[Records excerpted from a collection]

»»

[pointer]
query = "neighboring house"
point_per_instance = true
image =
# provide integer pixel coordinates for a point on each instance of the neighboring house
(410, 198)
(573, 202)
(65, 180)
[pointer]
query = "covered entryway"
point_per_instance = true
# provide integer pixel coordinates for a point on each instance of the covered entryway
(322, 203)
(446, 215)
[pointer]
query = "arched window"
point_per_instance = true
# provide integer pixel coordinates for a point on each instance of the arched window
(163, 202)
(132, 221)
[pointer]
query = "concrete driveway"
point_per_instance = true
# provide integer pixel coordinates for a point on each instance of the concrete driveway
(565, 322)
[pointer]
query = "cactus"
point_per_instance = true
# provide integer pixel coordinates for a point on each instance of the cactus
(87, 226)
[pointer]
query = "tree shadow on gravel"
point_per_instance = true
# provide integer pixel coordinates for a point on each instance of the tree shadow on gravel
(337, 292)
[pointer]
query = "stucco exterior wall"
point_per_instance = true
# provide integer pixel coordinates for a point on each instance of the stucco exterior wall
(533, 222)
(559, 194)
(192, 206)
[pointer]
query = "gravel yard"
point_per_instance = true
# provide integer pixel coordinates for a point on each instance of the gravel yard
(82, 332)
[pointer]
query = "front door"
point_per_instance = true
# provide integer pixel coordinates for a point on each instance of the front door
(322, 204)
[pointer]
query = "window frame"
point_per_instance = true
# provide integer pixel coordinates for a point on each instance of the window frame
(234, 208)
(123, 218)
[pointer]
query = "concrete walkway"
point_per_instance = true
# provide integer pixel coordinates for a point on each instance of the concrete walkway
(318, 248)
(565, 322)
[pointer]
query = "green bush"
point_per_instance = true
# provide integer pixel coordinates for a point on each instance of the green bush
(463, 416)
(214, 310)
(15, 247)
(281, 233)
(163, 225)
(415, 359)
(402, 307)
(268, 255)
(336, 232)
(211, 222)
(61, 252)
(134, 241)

««

[What this task involves] Write out every entry word for word.

[Reply to the exercise]
[pointer]
query = "neighboring house"
point_per_instance = true
image =
# provide integer pixel coordinates for a point on each instance of the neighboring house
(410, 198)
(573, 202)
(65, 180)
[pointer]
query = "covered entryway"
point_per_instance = true
# provide integer pixel coordinates for a point on each instance of the covered entryway
(322, 203)
(446, 215)
[pointer]
query = "arched window"
point_per_instance = true
# provide integer pixel coordinates for a point on each instance of the arched window
(163, 202)
(132, 221)
[pointer]
query = "concrete driveway"
point_per_instance = true
# provide integer pixel coordinates for a point on each instance of the concrete driveway
(565, 322)
[pointer]
query = "cactus"
point_per_instance = true
# provide integer pixel coordinates for a point on each instance of the cactus
(87, 226)
[pointer]
query = "tree shadow on gravel"
point_per_instance = true
# provide integer pixel coordinates for a point on each instance of the tree shadow on gravel
(337, 292)
[pointer]
query = "stucco exterior wall"
point_per_instance = true
# provide integer pixel coordinates for a point on each instance of the stucco exterior wall
(533, 222)
(559, 194)
(192, 206)
[pointer]
query = "gravel yard"
point_per_instance = true
# provide integer pixel coordinates for a point on each instance of the gravel yard
(82, 332)
[pointer]
query = "front door"
point_per_instance = true
# provide integer pixel coordinates for a point on each instance of the front door
(322, 204)
[pointer]
query = "window frame"
point_per_instance = true
# provide integer pixel coordinates for a point on each instance of the window frame
(234, 208)
(123, 218)
[pointer]
query = "concrete walkway"
point_per_instance = true
# provide integer pixel coordinates for a point on each instance of the concrete walkway
(318, 248)
(565, 322)
[pointer]
query = "green bush"
point_per_instance = true
# provide integer pixel coordinates for a point on each instance of the green bush
(463, 416)
(214, 310)
(15, 247)
(281, 233)
(163, 225)
(415, 359)
(402, 307)
(268, 255)
(336, 232)
(211, 222)
(61, 252)
(134, 241)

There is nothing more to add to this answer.